# GIVEN TEXT

We expect that the Patient Protection and Affordable Care Act of 2010, as amended by the Health Care and Education Reconciliation Act of 2010, or collectively the ACA, as well as other healthcare reform measures that may be adopted in the future, may result in more rigorous coverage criteria and in additional downward pressure on the price that we may receive for any approved product, including NUPLAZID. An expansion in the government’s role in the U.S. healthcare industry may cause general downward pressure on the prices of prescription drug products, lower reimbursements for providers using our products, reduce product utilization and adversely affect our business and results of operations. It is unclear whether and to what extent, if at all, other anticipated developments resulting from the federal healthcare reform legislation, such as an increase in the number of people with health insurance and an increased focus on preventive medicine, may provide us additional revenue to offset fees enacted under the ACA on certain drug product sales, subject to limited exceptions. It is possible that these fees, if applicable, would adversely affect our financial performance. Any reduction in reimbursement from Medicare or other government programs may result in a similar reduction in payments from private payors. The implementation of cost containment measures or other healthcare reforms may prevent us from being able to generate revenue, attain profitability, or commercialize any products for which we receive regulatory approval, including NUPLAZID.

# DATA SUPPLIED
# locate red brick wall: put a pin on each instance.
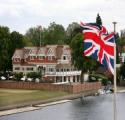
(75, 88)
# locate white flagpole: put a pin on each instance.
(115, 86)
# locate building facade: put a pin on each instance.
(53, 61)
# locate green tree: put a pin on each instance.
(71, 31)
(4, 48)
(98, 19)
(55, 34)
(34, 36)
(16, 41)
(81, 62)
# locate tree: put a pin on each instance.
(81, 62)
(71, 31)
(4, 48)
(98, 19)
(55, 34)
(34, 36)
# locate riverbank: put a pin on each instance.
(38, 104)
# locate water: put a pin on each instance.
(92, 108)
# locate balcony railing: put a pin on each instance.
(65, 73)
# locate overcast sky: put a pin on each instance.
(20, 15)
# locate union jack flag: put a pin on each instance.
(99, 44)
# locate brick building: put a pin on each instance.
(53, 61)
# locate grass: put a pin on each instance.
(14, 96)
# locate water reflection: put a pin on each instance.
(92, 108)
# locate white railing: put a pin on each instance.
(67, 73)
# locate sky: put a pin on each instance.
---
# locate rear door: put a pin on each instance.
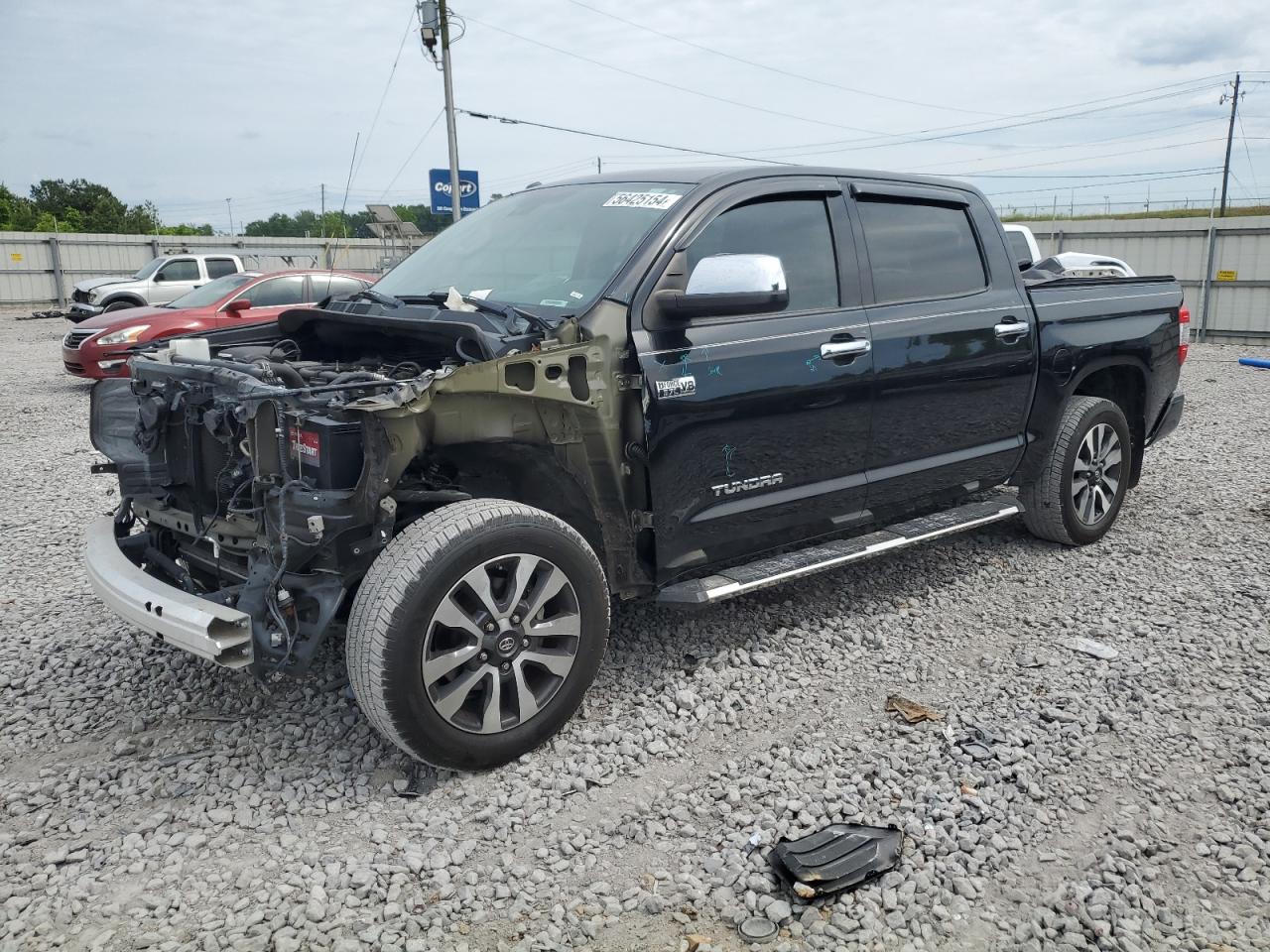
...
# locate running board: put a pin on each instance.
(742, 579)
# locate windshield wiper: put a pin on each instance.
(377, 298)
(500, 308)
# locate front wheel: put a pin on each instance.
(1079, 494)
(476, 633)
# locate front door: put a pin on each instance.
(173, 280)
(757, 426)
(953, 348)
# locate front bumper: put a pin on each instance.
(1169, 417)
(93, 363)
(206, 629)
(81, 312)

# PROBLEM TO SOLVE
Reproduce the healthcare reform passage in full, word for word. The items have no connection to the healthcare reform passage.

# EXPECTED ANSWER
We expect that the Patient Protection and Affordable Care Act of 2010, as amended by the Health Care and Education Reconciliation Act of 2010, or collectively the ACA, as well as other healthcare reform measures that may be adopted in the future, may result in more rigorous coverage criteria and in additional downward pressure on the price that we may receive for any approved product, including NUPLAZID. An expansion in the government’s role in the U.S. healthcare industry may cause general downward pressure on the prices of prescription drug products, lower reimbursements for providers using our products, reduce product utilization and adversely affect our business and results of operations. It is unclear whether and to what extent, if at all, other anticipated developments resulting from the federal healthcare reform legislation, such as an increase in the number of people with health insurance and an increased focus on preventive medicine, may provide us additional revenue to offset fees enacted under the ACA on certain drug product sales, subject to limited exceptions. It is possible that these fees, if applicable, would adversely affect our financial performance. Any reduction in reimbursement from Medicare or other government programs may result in a similar reduction in payments from private payors. The implementation of cost containment measures or other healthcare reforms may prevent us from being able to generate revenue, attain profitability, or commercialize any products for which we receive regulatory approval, including NUPLAZID.